• _Saved entries_:
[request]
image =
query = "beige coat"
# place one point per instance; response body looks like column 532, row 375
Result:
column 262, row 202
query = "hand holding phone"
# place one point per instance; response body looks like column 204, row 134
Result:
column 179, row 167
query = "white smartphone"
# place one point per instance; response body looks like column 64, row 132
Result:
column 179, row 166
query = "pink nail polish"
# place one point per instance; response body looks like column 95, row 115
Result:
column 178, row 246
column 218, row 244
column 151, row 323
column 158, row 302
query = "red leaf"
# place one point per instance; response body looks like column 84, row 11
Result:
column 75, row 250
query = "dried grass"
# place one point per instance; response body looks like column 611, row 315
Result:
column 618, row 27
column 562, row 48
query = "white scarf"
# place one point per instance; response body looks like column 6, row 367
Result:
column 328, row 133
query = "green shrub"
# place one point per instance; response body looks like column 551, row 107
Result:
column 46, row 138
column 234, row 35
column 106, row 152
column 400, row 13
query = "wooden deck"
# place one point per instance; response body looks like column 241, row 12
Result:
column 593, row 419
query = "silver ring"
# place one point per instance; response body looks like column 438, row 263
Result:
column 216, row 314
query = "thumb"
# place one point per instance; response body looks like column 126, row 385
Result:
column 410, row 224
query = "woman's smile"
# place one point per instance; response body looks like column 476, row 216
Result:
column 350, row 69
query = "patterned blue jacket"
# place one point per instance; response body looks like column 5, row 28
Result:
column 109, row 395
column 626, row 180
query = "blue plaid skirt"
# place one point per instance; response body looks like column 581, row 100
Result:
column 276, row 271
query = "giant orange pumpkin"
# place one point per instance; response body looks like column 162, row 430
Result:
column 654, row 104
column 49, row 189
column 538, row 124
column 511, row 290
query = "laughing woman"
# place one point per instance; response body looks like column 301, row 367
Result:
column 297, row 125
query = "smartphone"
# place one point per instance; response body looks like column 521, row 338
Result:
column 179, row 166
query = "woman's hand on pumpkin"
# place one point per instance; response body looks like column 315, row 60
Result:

• _WORK TASK_:
All entries given above should be transcribed exactly, with none omitted.

• _RESULT OF THIS EXERCISE_:
[request]
image =
query = "beige coat"
# place one point per instance; response body looks like column 532, row 375
Result:
column 262, row 202
query = "hand holding phone"
# place one point per instance; response body looks like column 204, row 134
Result:
column 179, row 167
query = "white smartphone"
# place one point per instance; response body looks like column 64, row 132
Result:
column 179, row 166
query = "pink nail polish"
# place one point per instance; response body looks like column 95, row 115
Result:
column 178, row 246
column 218, row 244
column 151, row 323
column 158, row 302
query = "red leaf"
# place one point per instance; response body looks like column 84, row 11
Result:
column 75, row 250
query = "dried grass"
# place one point per instance; response body looks like column 611, row 315
Result:
column 618, row 27
column 562, row 48
query = "white scarf"
# place one point per instance; response body looks like column 6, row 367
Result:
column 328, row 133
query = "green shrub"
# place one point per instance; response body looks like column 551, row 107
Result:
column 46, row 138
column 234, row 35
column 106, row 152
column 400, row 13
query = "wooden deck"
# place one point per instance; response body looks like column 241, row 12
Result:
column 593, row 419
query = "silver ring"
# place one point per instance; response body looks like column 438, row 263
Result:
column 216, row 314
query = "thumb"
# place one point per instance; response body looks like column 126, row 385
Result:
column 410, row 224
query = "woman's smile"
# place one point per instance; response body looks like column 476, row 216
Result:
column 350, row 69
query = "patterned blue jacket"
# place one point per instance; response body looks like column 5, row 28
Result:
column 109, row 395
column 626, row 180
query = "blue plaid skirt"
# place one point per instance; response body looks like column 581, row 100
Result:
column 276, row 271
query = "giant orange pumpkin"
# place one point per instance; response body looks like column 162, row 430
Result:
column 654, row 104
column 49, row 189
column 538, row 124
column 511, row 290
query = "laughing woman"
# place one point per instance; response body looks like column 301, row 367
Result:
column 297, row 125
query = "smartphone"
# place one point per instance; response body looks like column 521, row 338
Result:
column 179, row 166
query = "woman's hand on pumpkin"
# place one point per instance; response body looks like column 315, row 60
Result:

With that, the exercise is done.